Items from a labeling collection:
────────────────────
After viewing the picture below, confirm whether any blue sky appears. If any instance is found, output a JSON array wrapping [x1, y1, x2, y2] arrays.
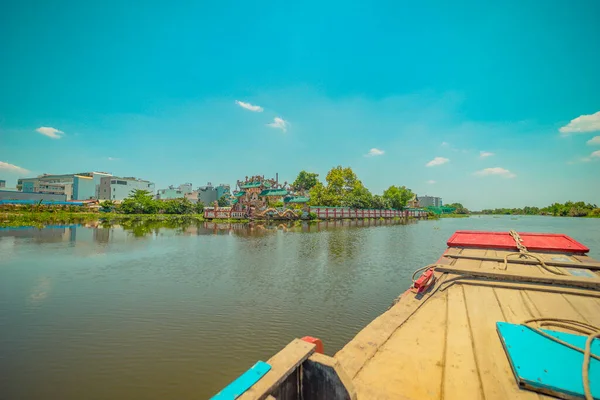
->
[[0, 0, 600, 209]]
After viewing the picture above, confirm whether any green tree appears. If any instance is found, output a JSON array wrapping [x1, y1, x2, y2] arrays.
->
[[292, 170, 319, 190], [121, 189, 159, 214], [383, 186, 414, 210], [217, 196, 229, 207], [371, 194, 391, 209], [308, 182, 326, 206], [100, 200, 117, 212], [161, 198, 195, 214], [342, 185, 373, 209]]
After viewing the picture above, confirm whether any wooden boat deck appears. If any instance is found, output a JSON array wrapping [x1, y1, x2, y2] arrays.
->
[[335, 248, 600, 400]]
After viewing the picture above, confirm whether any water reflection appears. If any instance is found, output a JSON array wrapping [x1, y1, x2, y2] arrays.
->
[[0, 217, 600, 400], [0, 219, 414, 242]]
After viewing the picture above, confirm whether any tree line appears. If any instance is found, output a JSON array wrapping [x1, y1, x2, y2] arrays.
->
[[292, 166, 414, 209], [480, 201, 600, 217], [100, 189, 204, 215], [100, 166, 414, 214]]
────────────────────
TASK REQUIREMENTS: Recast the lines of the records as a JSON list of strings, one string per line and blank lines left out. Begin at the line that has "After viewing the picture above, confirm whether any green" and stop after the line that has "185, 373, 209]]".

FULL ANSWER:
[
  "After viewing the picture above, confirm whether any green tree appears. If any instance is found, output a JSON array wrapping [x1, y1, x2, y2] arrays.",
  "->",
  "[[292, 170, 319, 190], [121, 189, 159, 214], [383, 186, 414, 210], [217, 196, 229, 207], [371, 194, 391, 209], [308, 182, 326, 206], [100, 200, 117, 212], [161, 198, 195, 214], [342, 185, 373, 209]]"
]